Instruction. Return all of the lines below exactly as they are.

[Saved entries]
^^^^^^^^^^^^^^^^
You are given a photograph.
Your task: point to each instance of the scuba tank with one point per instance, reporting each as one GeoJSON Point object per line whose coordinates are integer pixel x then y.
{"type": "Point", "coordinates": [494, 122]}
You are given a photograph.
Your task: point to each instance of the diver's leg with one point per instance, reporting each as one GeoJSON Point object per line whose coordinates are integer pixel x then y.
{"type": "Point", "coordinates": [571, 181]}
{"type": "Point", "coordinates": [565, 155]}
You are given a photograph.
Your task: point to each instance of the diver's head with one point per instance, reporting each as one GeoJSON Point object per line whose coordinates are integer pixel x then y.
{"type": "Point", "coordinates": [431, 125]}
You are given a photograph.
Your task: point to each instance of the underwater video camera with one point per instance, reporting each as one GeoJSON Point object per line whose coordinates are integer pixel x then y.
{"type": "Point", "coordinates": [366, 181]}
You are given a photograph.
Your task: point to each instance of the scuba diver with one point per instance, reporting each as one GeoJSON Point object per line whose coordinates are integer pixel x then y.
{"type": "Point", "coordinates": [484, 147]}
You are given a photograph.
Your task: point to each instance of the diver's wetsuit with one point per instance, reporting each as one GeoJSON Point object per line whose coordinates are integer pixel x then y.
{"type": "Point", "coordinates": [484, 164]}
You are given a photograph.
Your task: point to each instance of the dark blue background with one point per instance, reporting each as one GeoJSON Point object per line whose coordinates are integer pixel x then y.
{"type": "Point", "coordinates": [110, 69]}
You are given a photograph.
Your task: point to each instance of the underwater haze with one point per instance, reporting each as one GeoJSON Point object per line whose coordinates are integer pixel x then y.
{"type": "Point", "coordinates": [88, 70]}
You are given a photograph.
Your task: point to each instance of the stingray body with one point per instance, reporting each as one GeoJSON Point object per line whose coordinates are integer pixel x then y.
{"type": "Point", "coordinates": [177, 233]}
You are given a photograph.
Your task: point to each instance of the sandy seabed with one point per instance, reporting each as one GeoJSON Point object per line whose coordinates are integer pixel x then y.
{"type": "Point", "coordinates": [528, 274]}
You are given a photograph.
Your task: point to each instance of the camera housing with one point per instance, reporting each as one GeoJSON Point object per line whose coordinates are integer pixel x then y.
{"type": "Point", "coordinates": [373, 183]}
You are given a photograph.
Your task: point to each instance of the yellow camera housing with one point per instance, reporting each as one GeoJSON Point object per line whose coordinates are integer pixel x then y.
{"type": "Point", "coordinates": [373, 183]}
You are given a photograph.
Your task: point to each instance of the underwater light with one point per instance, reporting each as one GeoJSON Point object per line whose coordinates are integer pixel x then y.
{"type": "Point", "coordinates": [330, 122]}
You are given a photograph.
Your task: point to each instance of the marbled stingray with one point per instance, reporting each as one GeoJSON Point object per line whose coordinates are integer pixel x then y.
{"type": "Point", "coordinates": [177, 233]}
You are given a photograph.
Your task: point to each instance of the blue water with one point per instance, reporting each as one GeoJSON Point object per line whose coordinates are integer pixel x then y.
^^^^^^^^^^^^^^^^
Written response.
You are given a photograph.
Your task: point to each instance of the scuba tank with one point per instance, reporting each as one GeoJSON Point object per line whose coordinates are integer pixel x then y.
{"type": "Point", "coordinates": [494, 122]}
You are given a photograph.
Your task: point to each instance of the diver's leg with one point per instance, reporting each as one GeoJSON Point object per line whose coordinates are integer pixel x then y.
{"type": "Point", "coordinates": [571, 181]}
{"type": "Point", "coordinates": [565, 155]}
You are given a photograph.
Your task: point to each instance of the diver's head with one point per instance, reporting each as one GeoJSON Point object per line whose coordinates are integer pixel x then y.
{"type": "Point", "coordinates": [431, 125]}
You are given a photograph.
Your task: point to each instance of the underwater video camera with one point per instance, reporting each as one GeoJSON Point object per line whose coordinates are integer pixel x then y.
{"type": "Point", "coordinates": [366, 181]}
You are given a photograph.
Your task: point to each instance of the scuba diver with one point per instance, reporting each as one GeoJSON Point object per line whose coordinates are integer pixel x then y.
{"type": "Point", "coordinates": [484, 147]}
You are given a photograph.
Your task: point to each instance of the diver's wetsuit with one point per instance, reporting each as one GeoJSON Point object per line whose coordinates are integer pixel x then y.
{"type": "Point", "coordinates": [484, 164]}
You are given a photograph.
Your task: point to each instance of the dark blue background with one point per instance, reporting each as one GeoJSON Point object per line whose coordinates are integer pixel x then y.
{"type": "Point", "coordinates": [110, 69]}
You are given a photograph.
Your task: point to each instance of the underwater haze with one point per instance, reporting each as one GeoJSON Point object per line whose coordinates are integer pixel x then y.
{"type": "Point", "coordinates": [88, 70]}
You are given a photograph.
Your task: point to each instance of the stingray body with one point per instance, reporting each as one GeoJSON Point object per line whose coordinates are integer pixel x then y.
{"type": "Point", "coordinates": [177, 233]}
You are given a photograph.
Your task: point to each instance of the sandy seabed with one point per instance, reporting each as one GeoJSON Point object per line whose coordinates are integer pixel x then y.
{"type": "Point", "coordinates": [528, 274]}
You are given a photograph.
Your task: point to each instance of the camera housing with one point per instance, reporting each as one GeoJSON Point object per line whose coordinates are integer pixel x then y.
{"type": "Point", "coordinates": [373, 183]}
You are given a photograph.
Your task: point to each instance of the yellow camera housing with one point per instance, reporting each as one GeoJSON Point object per line whose coordinates are integer pixel x then y.
{"type": "Point", "coordinates": [373, 183]}
You are given a photograph.
Your task: point to each instance of the underwater light with one point per instance, reporting each as one GeoJSON Point object per line whose coordinates are integer pixel x then y.
{"type": "Point", "coordinates": [330, 122]}
You are given a photograph.
Your task: point to each instance of the marbled stingray with one point per instance, reporting each as one GeoJSON Point object per line whose coordinates are integer pixel x then y.
{"type": "Point", "coordinates": [177, 233]}
You are given a photograph.
Your task: point to each instance of the blue water with one point per instance, reporting each as one GeoJSON Point object per line whose coordinates are integer pixel x then y.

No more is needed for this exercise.